=== GIVEN ENTRIES ===

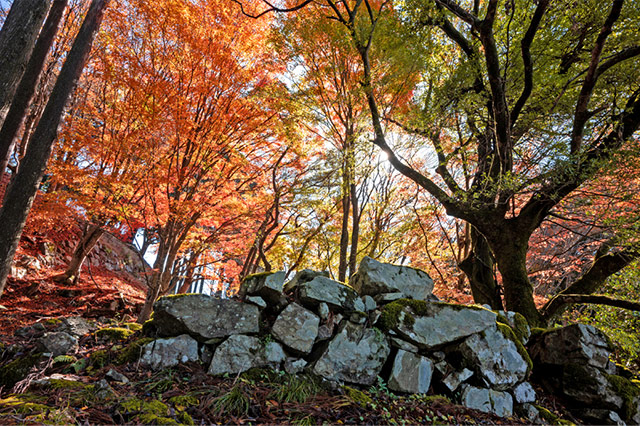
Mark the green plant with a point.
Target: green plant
(236, 402)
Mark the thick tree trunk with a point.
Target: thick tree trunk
(22, 192)
(355, 231)
(17, 38)
(511, 255)
(88, 241)
(344, 235)
(27, 87)
(478, 267)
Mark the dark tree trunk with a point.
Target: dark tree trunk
(90, 237)
(355, 230)
(23, 191)
(478, 267)
(27, 87)
(17, 38)
(510, 252)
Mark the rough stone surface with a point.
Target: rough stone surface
(453, 380)
(256, 300)
(600, 417)
(444, 323)
(410, 373)
(204, 317)
(573, 344)
(117, 376)
(240, 353)
(59, 343)
(369, 303)
(374, 277)
(494, 358)
(406, 346)
(584, 384)
(76, 326)
(335, 294)
(302, 277)
(165, 353)
(356, 355)
(487, 400)
(268, 286)
(297, 328)
(524, 393)
(294, 365)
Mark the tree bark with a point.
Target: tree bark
(17, 38)
(478, 267)
(20, 197)
(88, 241)
(355, 230)
(27, 87)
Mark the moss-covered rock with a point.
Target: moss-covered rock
(357, 396)
(16, 370)
(629, 393)
(114, 334)
(132, 352)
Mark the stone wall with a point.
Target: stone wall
(390, 325)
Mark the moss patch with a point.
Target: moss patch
(114, 334)
(16, 370)
(628, 391)
(509, 334)
(357, 396)
(132, 351)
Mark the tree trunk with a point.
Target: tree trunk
(23, 191)
(355, 231)
(88, 241)
(17, 38)
(27, 87)
(344, 235)
(511, 255)
(478, 267)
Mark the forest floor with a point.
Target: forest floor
(104, 384)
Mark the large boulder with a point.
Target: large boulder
(573, 344)
(266, 285)
(374, 278)
(430, 325)
(240, 353)
(335, 294)
(356, 355)
(165, 353)
(495, 358)
(410, 373)
(487, 400)
(204, 317)
(297, 328)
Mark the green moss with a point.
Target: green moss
(132, 326)
(132, 351)
(99, 358)
(65, 384)
(182, 402)
(16, 370)
(357, 396)
(185, 418)
(579, 377)
(507, 331)
(114, 333)
(64, 359)
(628, 391)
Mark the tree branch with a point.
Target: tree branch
(525, 44)
(581, 115)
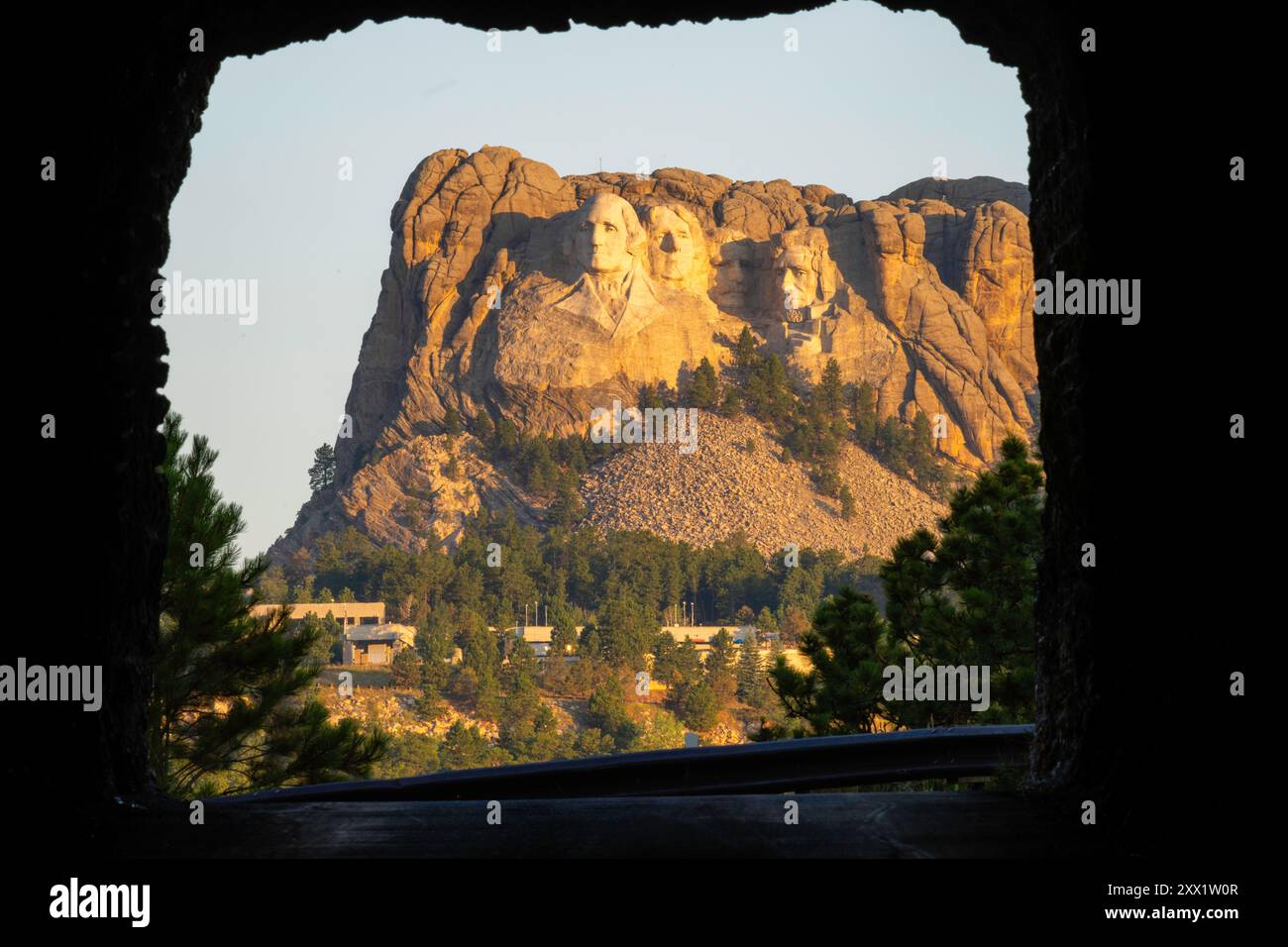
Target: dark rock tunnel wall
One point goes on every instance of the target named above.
(1116, 668)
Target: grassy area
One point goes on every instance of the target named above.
(362, 677)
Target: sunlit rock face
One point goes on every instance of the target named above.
(537, 298)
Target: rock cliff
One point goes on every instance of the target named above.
(539, 298)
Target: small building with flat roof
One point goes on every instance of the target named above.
(347, 613)
(376, 644)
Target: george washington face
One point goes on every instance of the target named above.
(605, 232)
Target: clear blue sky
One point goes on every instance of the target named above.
(866, 105)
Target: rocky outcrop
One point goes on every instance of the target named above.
(539, 298)
(735, 482)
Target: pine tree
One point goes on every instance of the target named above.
(322, 474)
(829, 394)
(228, 707)
(841, 693)
(703, 386)
(751, 673)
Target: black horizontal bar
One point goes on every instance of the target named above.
(776, 767)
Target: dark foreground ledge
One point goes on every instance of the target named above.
(706, 801)
(832, 825)
(944, 753)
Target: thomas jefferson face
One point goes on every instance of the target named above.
(671, 247)
(604, 235)
(797, 279)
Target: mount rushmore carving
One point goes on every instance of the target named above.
(539, 298)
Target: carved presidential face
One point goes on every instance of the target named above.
(604, 234)
(797, 277)
(673, 247)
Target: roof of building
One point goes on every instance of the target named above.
(387, 631)
(338, 609)
(536, 634)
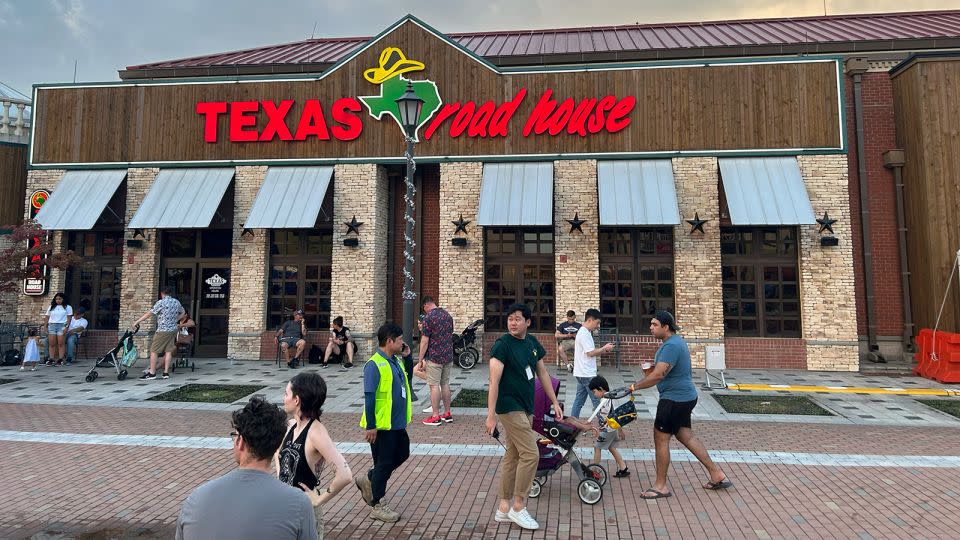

===

WORK TO COMPLETE =
Express the data between the line holding "Target: rocky outcrop" and the end of the data, inclusive, as a Markdown table with the columns Row and Text, giving each line a row number and omitting blank lines. Leave the pictures out of the table.

SOLUTION TO THIS PROBLEM =
| Row | Text |
|---|---|
| 1 | Target: rocky outcrop |
| 2 | One point goes on every instance of the target named above. |
| 3 | (539, 298) |
| 4 | (735, 482) |
| 5 | Target: pine tree |
| 6 | One point goes on every instance of the target named above. |
| 7 | (322, 474) |
| 8 | (829, 394) |
| 9 | (228, 707) |
| 10 | (841, 693) |
| 11 | (703, 386) |
| 12 | (751, 673) |
| 13 | Target: black horizontal bar |
| 14 | One point goes on every instance of the target named above. |
| 15 | (776, 767) |
| 16 | Target: dark foreground ledge |
| 17 | One point goes on every instance of the target named above. |
| 18 | (706, 801) |
| 19 | (832, 825) |
| 20 | (944, 753) |
| 21 | Target: thomas jefferson face |
| 22 | One point goes on every instance of the target named above. |
| 23 | (671, 247) |
| 24 | (604, 235) |
| 25 | (797, 279) |
| 26 | Target: mount rushmore carving |
| 27 | One point goes on every instance of the target named above. |
| 28 | (539, 298) |
| 29 | Target: carved presidential face |
| 30 | One point goes on every instance of the target named above. |
| 31 | (604, 234) |
| 32 | (797, 277) |
| 33 | (673, 247) |
| 34 | Target: roof of building |
| 35 | One point goes on every instance of the target named above. |
| 36 | (387, 631) |
| 37 | (338, 609) |
| 38 | (536, 634) |